» Set problem
In the records below, write out word for word the lines from the one with "ceiling fan light" up to and including the one with "(278, 58), (320, 87)".
** START OF Entries supplied **
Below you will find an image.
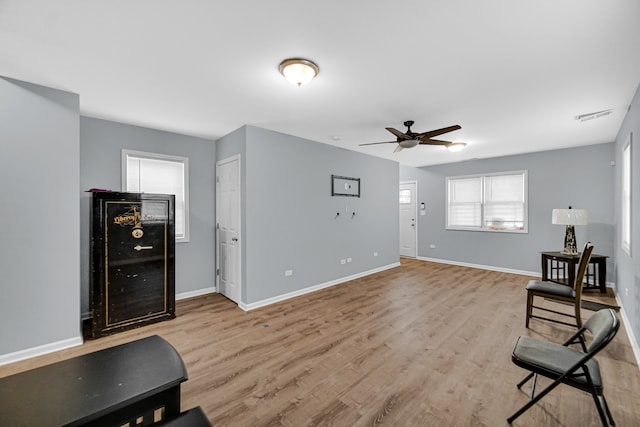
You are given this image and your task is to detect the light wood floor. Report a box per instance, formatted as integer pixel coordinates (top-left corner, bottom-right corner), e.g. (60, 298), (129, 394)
(0, 259), (640, 427)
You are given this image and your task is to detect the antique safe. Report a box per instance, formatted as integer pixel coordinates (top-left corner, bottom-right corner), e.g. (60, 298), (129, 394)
(90, 192), (175, 338)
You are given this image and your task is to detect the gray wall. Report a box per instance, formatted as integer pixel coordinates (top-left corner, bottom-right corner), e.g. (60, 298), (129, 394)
(240, 126), (398, 304)
(400, 143), (615, 280)
(0, 77), (81, 360)
(613, 83), (640, 343)
(80, 117), (215, 313)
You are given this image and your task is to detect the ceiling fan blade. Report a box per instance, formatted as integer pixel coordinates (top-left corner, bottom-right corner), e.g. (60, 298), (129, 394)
(416, 125), (462, 139)
(420, 138), (453, 146)
(359, 141), (398, 145)
(385, 128), (411, 140)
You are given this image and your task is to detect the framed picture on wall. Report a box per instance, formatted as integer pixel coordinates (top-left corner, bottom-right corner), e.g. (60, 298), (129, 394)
(331, 175), (360, 197)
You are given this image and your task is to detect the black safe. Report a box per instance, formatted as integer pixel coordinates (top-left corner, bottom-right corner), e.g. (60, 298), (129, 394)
(90, 192), (175, 338)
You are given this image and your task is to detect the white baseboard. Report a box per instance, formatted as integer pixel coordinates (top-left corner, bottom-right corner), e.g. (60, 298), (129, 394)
(0, 336), (83, 366)
(176, 286), (217, 301)
(417, 257), (540, 277)
(238, 262), (400, 311)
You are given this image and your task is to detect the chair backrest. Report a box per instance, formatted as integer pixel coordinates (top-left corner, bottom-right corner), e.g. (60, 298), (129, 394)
(572, 242), (593, 301)
(582, 308), (620, 354)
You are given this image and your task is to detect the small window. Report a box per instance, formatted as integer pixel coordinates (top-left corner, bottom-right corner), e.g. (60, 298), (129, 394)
(447, 171), (527, 233)
(122, 150), (189, 242)
(620, 134), (631, 256)
(400, 190), (411, 205)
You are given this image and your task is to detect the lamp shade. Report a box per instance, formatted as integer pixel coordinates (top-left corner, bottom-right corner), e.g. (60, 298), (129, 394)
(551, 209), (589, 225)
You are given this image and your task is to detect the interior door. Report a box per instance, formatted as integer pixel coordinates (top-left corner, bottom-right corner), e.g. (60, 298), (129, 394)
(216, 156), (241, 303)
(400, 181), (418, 258)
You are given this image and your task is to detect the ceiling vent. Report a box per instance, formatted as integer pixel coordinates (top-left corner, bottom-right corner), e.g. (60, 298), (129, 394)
(574, 108), (613, 122)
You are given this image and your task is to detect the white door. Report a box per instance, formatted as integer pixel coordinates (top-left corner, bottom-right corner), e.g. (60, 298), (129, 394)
(216, 155), (241, 303)
(400, 181), (418, 258)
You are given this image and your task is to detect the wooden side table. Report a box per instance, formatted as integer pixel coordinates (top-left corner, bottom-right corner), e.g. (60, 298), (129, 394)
(541, 252), (608, 294)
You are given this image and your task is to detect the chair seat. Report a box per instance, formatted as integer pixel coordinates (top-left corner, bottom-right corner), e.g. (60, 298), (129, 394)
(512, 336), (602, 390)
(526, 280), (576, 298)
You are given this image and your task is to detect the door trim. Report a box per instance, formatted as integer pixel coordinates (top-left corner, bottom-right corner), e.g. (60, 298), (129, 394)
(218, 154), (243, 305)
(398, 180), (420, 259)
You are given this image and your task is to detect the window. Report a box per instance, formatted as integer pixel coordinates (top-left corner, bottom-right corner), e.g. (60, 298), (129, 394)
(447, 171), (527, 233)
(400, 190), (411, 205)
(122, 150), (189, 242)
(620, 134), (631, 256)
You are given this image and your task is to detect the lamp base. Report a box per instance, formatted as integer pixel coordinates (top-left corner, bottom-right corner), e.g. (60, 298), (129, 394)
(562, 225), (578, 255)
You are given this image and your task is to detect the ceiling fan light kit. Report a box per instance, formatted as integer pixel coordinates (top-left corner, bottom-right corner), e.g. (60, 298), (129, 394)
(447, 142), (467, 153)
(360, 120), (467, 153)
(278, 58), (320, 87)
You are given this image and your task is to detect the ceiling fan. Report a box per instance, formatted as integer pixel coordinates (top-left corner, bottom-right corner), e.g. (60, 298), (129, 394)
(360, 120), (466, 153)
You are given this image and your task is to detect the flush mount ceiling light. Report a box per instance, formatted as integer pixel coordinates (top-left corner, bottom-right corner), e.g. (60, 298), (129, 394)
(447, 142), (467, 152)
(278, 58), (320, 86)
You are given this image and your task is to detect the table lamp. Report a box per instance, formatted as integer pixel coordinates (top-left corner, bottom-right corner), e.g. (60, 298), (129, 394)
(551, 206), (589, 255)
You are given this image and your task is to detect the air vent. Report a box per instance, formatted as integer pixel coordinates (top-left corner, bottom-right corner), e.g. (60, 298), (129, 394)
(574, 108), (613, 122)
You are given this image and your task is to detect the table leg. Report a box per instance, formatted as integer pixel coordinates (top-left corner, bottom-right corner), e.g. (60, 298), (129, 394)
(598, 259), (607, 294)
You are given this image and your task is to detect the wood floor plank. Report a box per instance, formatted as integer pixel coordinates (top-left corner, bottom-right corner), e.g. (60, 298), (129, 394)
(0, 259), (640, 427)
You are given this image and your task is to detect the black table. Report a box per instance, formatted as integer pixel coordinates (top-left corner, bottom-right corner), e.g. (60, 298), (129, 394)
(541, 252), (608, 294)
(0, 335), (187, 427)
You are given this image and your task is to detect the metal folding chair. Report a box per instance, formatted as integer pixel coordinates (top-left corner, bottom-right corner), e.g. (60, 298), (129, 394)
(507, 308), (620, 426)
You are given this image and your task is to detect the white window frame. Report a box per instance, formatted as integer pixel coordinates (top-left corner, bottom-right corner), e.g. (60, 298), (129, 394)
(620, 134), (633, 256)
(445, 170), (529, 234)
(121, 150), (189, 243)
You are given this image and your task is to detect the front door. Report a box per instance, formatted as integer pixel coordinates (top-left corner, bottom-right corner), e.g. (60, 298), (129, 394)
(216, 155), (241, 303)
(400, 181), (418, 258)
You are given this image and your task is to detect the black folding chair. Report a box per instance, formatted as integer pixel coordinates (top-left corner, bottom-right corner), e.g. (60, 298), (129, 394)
(507, 308), (620, 426)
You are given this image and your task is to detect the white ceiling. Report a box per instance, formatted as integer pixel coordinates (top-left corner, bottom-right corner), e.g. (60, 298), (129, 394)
(0, 0), (640, 166)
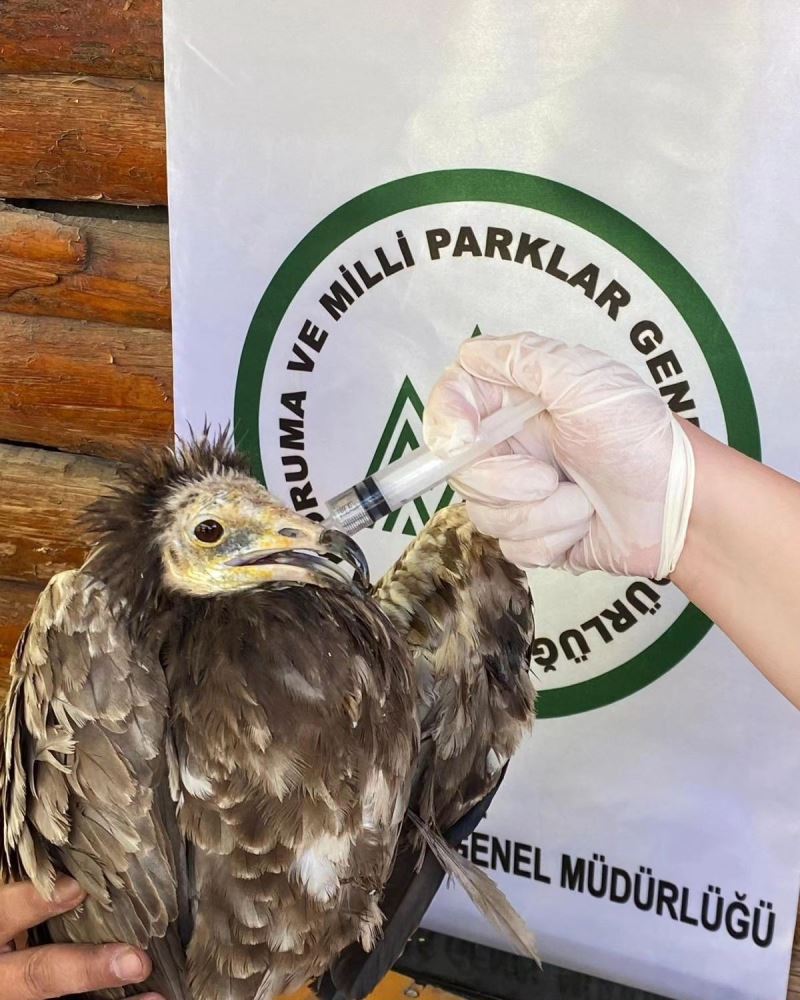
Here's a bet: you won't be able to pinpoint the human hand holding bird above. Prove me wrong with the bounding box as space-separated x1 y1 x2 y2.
0 878 164 1000
0 437 534 1000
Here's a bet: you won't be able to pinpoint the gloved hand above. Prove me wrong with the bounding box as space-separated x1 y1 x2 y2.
424 333 694 579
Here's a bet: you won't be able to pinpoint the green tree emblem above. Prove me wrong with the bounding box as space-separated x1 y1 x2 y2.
367 326 481 538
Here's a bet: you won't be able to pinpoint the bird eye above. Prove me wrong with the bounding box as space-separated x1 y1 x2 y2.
194 518 225 545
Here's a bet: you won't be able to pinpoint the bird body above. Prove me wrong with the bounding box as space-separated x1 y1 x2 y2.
** END OF Entries supplied **
» Result for this task
You are given this image and your task is to detect the ceiling fan light kit. Report a box per instance, formatted as integer pixel coordinates (top-left corner, bottom-right corner), e.g. (60, 298), (129, 394)
(447, 142), (467, 153)
(360, 120), (467, 153)
(278, 58), (320, 87)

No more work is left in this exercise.